-- Start Exercise input --

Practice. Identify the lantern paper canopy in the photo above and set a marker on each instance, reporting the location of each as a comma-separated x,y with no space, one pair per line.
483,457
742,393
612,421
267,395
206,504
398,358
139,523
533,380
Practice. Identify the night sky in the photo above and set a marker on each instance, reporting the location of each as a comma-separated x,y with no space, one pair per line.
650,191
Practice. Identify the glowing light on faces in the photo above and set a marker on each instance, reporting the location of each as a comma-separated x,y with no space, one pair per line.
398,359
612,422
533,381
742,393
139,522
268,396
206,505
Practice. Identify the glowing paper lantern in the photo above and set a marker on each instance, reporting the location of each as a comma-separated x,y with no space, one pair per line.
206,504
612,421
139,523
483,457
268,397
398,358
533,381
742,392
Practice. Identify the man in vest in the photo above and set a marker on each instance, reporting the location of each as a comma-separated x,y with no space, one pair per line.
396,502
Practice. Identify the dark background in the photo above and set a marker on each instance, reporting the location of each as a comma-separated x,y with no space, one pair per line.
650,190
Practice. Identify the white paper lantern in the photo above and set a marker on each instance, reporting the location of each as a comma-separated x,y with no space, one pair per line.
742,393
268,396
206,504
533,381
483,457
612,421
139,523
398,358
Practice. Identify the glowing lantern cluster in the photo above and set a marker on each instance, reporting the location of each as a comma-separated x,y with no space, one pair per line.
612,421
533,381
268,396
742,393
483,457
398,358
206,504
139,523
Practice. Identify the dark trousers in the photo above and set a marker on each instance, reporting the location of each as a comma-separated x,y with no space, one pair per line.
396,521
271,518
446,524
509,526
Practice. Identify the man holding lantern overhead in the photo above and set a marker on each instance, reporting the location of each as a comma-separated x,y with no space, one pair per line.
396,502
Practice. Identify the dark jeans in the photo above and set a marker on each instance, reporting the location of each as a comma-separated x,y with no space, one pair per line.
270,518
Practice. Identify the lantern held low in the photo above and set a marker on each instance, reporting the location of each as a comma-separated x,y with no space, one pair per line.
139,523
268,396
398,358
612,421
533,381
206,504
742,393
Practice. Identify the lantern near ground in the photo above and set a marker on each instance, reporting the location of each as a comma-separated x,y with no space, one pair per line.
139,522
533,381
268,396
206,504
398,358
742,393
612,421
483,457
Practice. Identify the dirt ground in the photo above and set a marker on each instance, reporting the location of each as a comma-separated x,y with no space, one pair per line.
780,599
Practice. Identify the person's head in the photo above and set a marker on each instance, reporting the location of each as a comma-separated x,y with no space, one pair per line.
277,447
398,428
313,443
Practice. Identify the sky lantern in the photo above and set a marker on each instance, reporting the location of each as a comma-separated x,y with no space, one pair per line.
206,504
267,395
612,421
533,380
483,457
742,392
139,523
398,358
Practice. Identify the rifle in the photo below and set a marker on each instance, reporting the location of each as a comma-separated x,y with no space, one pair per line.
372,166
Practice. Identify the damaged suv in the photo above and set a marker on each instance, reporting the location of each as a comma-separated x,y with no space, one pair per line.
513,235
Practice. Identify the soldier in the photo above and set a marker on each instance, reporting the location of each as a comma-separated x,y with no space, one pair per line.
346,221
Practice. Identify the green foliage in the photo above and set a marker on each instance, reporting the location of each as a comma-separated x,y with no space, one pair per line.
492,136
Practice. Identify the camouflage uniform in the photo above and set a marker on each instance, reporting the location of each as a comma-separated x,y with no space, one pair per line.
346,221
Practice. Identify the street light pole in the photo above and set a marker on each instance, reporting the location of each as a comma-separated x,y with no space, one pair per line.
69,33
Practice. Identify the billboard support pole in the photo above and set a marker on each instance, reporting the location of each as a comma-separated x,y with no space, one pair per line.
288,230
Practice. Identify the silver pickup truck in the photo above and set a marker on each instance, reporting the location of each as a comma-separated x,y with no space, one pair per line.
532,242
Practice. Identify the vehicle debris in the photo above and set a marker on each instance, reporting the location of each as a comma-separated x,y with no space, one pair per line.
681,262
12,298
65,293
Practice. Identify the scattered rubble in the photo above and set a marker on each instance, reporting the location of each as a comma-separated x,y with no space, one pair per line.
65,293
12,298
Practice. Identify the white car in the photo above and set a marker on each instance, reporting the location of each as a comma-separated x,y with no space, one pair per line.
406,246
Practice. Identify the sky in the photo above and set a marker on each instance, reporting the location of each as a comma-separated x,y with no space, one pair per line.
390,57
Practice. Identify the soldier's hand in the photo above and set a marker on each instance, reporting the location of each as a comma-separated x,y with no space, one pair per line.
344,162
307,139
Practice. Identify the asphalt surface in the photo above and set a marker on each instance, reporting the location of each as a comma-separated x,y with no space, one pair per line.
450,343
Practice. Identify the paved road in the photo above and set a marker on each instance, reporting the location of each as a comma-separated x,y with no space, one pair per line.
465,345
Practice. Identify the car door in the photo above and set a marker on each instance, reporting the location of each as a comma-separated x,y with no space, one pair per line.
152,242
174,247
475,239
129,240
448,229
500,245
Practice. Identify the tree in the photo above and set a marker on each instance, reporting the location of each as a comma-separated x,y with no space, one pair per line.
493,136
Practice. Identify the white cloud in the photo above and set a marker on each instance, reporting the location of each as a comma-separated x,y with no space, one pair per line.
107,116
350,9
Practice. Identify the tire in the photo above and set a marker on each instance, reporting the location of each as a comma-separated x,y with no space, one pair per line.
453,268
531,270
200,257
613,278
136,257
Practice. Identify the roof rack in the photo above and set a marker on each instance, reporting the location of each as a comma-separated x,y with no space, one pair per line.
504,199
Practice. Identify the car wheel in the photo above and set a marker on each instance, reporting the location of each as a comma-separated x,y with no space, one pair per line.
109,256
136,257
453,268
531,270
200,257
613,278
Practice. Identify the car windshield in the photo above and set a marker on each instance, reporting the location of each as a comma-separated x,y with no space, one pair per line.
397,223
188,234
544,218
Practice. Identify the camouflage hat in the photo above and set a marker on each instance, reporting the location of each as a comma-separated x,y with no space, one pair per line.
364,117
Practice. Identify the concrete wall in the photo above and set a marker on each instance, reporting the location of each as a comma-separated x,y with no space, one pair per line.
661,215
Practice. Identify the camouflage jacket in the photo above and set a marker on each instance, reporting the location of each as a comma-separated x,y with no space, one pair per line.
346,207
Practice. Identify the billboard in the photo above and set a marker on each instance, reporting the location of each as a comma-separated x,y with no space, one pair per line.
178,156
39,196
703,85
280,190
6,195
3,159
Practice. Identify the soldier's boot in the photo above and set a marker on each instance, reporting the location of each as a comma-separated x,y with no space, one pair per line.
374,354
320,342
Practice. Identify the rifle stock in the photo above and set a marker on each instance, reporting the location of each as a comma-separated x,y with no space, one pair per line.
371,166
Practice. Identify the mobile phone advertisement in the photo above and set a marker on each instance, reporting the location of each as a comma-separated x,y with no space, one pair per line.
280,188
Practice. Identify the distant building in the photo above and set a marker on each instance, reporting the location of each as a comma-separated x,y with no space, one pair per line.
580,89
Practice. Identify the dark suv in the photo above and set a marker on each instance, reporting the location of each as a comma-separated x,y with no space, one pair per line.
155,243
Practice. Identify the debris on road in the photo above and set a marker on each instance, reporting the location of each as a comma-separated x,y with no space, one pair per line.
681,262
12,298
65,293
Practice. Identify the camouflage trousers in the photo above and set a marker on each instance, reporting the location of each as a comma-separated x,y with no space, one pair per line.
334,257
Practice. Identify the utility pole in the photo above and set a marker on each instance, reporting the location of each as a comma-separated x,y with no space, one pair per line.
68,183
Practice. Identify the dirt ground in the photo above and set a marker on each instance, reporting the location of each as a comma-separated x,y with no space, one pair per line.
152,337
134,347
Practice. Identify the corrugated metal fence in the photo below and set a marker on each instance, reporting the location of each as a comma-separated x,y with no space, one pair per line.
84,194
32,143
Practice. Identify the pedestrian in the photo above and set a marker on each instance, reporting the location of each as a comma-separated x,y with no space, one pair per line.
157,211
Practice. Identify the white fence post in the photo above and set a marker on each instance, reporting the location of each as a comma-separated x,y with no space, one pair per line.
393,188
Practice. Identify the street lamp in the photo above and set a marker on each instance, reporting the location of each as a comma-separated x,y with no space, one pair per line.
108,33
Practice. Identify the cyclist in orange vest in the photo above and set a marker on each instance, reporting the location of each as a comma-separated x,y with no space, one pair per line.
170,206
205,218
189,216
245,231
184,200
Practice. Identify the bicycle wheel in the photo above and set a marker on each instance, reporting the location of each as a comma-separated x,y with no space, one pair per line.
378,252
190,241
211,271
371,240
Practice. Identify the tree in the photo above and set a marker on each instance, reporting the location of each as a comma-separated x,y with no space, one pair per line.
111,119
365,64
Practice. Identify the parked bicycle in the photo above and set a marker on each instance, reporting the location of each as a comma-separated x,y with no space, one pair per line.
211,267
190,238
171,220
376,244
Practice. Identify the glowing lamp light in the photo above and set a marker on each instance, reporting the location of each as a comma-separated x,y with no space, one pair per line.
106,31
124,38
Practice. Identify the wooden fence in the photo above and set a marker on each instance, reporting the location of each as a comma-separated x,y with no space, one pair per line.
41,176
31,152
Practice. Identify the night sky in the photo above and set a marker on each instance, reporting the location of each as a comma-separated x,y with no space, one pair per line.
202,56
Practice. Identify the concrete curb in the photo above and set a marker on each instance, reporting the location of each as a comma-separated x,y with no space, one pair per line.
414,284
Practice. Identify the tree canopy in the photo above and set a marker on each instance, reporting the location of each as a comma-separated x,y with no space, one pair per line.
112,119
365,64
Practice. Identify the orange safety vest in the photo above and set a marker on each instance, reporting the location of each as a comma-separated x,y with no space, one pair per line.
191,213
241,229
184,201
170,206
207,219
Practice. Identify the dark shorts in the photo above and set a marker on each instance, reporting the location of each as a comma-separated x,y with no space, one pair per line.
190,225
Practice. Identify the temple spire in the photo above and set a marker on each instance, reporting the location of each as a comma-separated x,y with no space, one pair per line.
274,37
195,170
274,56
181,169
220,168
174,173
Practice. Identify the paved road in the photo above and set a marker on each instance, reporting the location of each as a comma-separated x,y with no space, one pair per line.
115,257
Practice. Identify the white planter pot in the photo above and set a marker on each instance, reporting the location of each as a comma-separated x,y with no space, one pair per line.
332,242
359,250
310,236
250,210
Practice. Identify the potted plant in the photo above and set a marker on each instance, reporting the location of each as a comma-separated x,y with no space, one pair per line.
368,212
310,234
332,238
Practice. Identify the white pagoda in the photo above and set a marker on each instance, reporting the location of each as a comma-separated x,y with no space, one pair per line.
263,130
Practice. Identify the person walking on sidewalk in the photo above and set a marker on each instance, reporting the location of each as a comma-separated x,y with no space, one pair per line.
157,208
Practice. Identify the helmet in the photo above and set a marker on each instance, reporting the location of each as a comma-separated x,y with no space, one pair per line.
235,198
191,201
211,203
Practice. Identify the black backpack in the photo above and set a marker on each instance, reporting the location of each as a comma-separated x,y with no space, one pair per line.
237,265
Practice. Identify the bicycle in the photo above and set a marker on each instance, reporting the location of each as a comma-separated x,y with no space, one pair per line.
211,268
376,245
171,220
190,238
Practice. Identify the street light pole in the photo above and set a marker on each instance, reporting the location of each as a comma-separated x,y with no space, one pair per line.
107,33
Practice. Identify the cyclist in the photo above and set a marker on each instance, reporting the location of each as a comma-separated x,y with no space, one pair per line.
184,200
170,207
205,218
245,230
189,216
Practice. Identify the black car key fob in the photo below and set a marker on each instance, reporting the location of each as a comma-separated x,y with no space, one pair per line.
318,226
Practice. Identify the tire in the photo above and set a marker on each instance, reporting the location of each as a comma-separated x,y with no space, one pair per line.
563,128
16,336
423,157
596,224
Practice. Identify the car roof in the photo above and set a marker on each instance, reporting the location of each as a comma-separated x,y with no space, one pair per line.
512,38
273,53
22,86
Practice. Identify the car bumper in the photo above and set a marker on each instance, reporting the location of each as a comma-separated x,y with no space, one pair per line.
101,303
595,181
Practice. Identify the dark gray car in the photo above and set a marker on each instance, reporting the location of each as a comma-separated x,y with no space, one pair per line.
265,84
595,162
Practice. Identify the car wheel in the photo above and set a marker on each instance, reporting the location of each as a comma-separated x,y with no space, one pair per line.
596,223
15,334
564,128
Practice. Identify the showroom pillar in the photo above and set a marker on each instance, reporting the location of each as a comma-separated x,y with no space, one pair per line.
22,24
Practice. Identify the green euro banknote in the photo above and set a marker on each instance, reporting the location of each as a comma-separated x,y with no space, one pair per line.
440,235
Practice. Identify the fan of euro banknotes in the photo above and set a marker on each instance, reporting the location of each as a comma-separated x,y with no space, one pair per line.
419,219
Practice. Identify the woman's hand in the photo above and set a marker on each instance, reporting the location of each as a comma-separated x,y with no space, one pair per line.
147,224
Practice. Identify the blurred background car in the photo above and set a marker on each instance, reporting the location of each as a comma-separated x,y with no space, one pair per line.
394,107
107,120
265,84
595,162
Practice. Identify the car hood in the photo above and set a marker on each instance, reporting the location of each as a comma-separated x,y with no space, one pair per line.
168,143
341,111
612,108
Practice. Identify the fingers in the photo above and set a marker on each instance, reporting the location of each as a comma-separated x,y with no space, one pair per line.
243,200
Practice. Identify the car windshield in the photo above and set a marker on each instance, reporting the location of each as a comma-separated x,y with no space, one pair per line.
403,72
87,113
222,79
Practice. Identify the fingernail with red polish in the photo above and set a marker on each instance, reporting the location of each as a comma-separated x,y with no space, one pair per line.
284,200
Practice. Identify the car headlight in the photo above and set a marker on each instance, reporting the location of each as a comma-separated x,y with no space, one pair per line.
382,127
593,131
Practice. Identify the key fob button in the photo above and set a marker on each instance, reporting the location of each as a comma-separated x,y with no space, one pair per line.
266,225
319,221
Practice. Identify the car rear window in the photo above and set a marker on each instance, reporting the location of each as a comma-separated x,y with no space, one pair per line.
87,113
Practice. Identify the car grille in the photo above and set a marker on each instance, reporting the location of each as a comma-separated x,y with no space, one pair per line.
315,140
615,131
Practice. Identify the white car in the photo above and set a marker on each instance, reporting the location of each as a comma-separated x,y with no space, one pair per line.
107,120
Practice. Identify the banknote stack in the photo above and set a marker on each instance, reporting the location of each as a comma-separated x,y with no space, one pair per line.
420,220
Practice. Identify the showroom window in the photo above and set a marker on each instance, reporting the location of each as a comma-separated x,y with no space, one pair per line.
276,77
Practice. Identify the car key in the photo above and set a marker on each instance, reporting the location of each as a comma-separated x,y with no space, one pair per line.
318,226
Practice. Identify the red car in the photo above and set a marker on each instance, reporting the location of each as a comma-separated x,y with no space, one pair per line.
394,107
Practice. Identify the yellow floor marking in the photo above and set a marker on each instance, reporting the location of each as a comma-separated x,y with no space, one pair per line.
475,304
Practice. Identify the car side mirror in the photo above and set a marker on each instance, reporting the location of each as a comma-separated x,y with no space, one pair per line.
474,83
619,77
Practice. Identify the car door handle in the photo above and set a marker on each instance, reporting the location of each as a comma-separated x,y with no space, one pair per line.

-- End Exercise input --

§ Task to complete
Write out, word for word, the line containing "Practice. Identify the car key" and every line after it to the end of the data above.

§ Answer for the task
Practice. Identify the car key in the photo above and set a marker on each instance, reporting the location of each as a comma-separated x,y with no space, one pair per line.
318,226
Practice. Identify the red car in the photo above and set a marker on each instance, reporting the location of each as a comma-separated x,y with no space, one pair per line.
394,107
Practice. Identify the yellow floor marking in the photo above and set a marker on each instance, reporting the location of each as a comma-separated x,y with no space, one pair per line.
475,304
Practice. Identify the car side mirror in the photo above and set a marker on each instance, reporting the location of each as a comma-separated x,y with no space, one pair per line.
474,83
619,77
Practice. Identify the car door handle in the photo above and set a marker on each instance, reporting the location of each as a comma-separated x,y with no space, one pair per line.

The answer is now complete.